Quelque chose opère alors mystérieusement en moi : ce qui n’était au départ qu’une idée descend de mon esprit vers mon cœur pour y devenir une émotion. Et, de même que le goût d’une madeleine trempée dans du thé avait fait ressurgir dans l’esprit de Marcel Proust le monde disparu de Combray, la seule évocation des états que je souhaite expérimenter me met aussitôt en contact avec eux et me permet de me sentir instantanément mieux.

Je donne alors pleinement sa place à cette émotion. Je la laisse m’envahir, je l’attise tout comme on souffle sur une braise pour que s’embrase un grand feu.

Maintenant que la joie, la détente et le bonheur m’animent et rayonnent en moi et autour de moi, je peux alors stabiliser mon esprit.

22. Développer le calme intérieur

Apprendre à stabiliser l’esprit est une nécessité car, sans discipline, notre courant de pensées est semblable à la flamme d’une bougie qui vacille au moindre courant d’air. Et on ne s’en rend même pas compte ! Tant qu’on n’a pas tenté une fois de poser notre esprit, on ne perçoit même pas à quel point celui-ci tremble. Et il faut alors beaucoup de courage et d’honnêteté pour reconnaitre qu’on n’est pas même libre chez soi, dans sa propre tête ! Une fois cette prise de conscience brutale effectuée il faut ne pas se laisser décourager et mettre en œuvre patiemment une pratique qui a fait constamment ses preuves depuis quelques millénaires.

Pour apaiser notre esprit, nous effectuons une courte méditation dite du calme mental, Shamata en sanskrit. De façon très simple, nous plaçons notre esprit sur un support et nous le laissons y reposer, tout comme un oiseau se pose sur une branche et y demeure paisiblement. Nous pourrions adopter comme support de concentration la flamme d’une bougie, mais il nous faudrait disposer non seulement d’une bougie, mais encore d’allumettes, ainsi que d’un lieu dépourvu du moindre courant d’air….Nous choisirons donc, par simplicité, un support universellement partagé et constamment disponible : notre souffle.

____

À FAIRE
(1) Recopiez sans rien changer le passage de l'extrait qui commence par les mots « Maintenant que la » et se termine par « depuis quelques millénaires. ».
(2) Relevez dans la liste chaque ligne où figure le mot « spout », et recopiez-la telle quelle.

____

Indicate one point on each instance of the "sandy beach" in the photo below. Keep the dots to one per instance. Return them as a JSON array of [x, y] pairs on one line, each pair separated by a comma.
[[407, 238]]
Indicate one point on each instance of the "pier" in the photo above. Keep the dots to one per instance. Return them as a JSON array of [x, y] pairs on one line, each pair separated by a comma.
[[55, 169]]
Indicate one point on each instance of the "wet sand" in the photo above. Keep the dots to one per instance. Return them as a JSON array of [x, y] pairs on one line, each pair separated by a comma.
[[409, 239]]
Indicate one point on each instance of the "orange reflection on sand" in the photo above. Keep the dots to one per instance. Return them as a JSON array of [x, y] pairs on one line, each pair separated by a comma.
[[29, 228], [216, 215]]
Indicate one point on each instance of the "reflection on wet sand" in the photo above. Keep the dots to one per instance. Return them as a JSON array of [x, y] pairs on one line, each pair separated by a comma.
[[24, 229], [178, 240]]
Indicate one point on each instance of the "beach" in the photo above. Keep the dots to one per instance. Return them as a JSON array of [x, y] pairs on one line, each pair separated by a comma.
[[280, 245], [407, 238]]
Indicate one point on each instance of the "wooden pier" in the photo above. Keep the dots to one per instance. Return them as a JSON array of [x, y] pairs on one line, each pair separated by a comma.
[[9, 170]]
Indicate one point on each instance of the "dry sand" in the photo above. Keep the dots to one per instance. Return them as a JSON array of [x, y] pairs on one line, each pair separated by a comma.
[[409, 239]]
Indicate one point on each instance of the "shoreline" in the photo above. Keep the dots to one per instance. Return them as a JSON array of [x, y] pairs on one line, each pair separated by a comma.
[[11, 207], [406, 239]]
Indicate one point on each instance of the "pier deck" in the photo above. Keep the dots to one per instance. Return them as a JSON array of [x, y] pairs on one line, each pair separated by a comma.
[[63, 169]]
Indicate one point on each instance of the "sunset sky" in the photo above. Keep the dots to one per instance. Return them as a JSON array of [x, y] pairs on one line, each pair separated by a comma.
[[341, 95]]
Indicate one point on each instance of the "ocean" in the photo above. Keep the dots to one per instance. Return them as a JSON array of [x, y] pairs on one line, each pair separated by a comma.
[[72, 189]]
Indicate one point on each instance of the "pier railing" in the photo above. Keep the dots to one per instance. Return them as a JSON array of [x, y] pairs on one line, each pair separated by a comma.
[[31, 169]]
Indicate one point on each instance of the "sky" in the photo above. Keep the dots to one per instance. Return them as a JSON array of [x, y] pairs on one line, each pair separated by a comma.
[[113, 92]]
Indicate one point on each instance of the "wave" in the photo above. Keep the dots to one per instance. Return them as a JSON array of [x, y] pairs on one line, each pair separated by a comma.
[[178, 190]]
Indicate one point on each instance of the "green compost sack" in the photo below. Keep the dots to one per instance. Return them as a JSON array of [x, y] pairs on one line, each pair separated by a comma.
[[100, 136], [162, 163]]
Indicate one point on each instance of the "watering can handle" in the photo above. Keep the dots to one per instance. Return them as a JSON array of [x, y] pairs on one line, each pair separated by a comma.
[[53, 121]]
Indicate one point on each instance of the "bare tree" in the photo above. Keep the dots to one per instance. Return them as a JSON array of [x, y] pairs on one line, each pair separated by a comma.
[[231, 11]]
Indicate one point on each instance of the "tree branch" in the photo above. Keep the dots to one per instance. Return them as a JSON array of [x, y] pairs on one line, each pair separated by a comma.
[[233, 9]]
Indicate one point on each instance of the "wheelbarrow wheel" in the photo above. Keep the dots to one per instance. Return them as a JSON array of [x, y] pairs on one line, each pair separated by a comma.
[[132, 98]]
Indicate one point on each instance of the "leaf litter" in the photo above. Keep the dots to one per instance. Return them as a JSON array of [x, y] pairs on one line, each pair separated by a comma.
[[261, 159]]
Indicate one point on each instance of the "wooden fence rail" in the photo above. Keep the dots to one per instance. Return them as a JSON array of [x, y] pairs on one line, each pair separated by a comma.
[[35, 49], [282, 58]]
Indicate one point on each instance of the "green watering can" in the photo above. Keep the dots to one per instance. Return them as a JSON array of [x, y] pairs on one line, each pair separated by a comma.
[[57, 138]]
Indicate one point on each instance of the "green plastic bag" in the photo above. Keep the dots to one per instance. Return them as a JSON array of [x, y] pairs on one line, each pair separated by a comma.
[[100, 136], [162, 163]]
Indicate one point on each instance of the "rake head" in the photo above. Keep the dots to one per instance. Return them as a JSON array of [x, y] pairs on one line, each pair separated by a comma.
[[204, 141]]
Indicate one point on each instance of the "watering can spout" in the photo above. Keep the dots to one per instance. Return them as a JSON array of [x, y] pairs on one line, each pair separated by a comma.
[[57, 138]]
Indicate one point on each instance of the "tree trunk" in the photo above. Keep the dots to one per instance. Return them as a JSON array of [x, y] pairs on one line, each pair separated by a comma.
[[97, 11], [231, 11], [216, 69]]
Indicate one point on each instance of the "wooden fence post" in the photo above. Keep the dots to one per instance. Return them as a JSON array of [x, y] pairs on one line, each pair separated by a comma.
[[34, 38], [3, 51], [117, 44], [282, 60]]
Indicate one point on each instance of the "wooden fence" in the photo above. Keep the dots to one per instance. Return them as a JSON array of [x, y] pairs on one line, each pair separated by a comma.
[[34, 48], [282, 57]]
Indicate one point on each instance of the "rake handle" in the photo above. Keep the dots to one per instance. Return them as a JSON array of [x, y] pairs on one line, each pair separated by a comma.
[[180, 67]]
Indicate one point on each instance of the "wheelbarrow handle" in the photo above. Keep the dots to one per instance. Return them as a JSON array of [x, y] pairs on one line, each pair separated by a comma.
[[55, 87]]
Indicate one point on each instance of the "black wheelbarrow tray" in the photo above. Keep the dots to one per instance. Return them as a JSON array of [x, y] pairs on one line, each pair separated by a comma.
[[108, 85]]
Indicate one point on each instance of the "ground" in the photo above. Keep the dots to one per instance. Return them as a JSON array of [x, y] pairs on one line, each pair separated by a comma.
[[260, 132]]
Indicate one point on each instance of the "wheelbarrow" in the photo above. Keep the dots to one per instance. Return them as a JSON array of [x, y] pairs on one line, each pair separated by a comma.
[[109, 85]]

____

CORRIGÉ
(1)
Maintenant que la joie, la détente et le bonheur m’animent et rayonnent en moi et autour de moi, je peux alors stabiliser mon esprit.

22. Développer le calme intérieur

Apprendre à stabiliser l’esprit est une nécessité car, sans discipline, notre courant de pensées est semblable à la flamme d’une bougie qui vacille au moindre courant d’air. Et on ne s’en rend même pas compte ! Tant qu’on n’a pas tenté une fois de poser notre esprit, on ne perçoit même pas à quel point celui-ci tremble. Et il faut alors beaucoup de courage et d’honnêteté pour reconnaitre qu’on n’est pas même libre chez soi, dans sa propre tête ! Une fois cette prise de conscience brutale effectuée il faut ne pas se laisser décourager et mettre en œuvre patiemment une pratique qui a fait constamment ses preuves depuis quelques millénaires.

(2)
Indicate one point on each instance of the "watering can spout" in the photo above. Keep the dots to one per instance. Return them as a JSON array of [x, y] pairs on one line, each pair separated by a comma.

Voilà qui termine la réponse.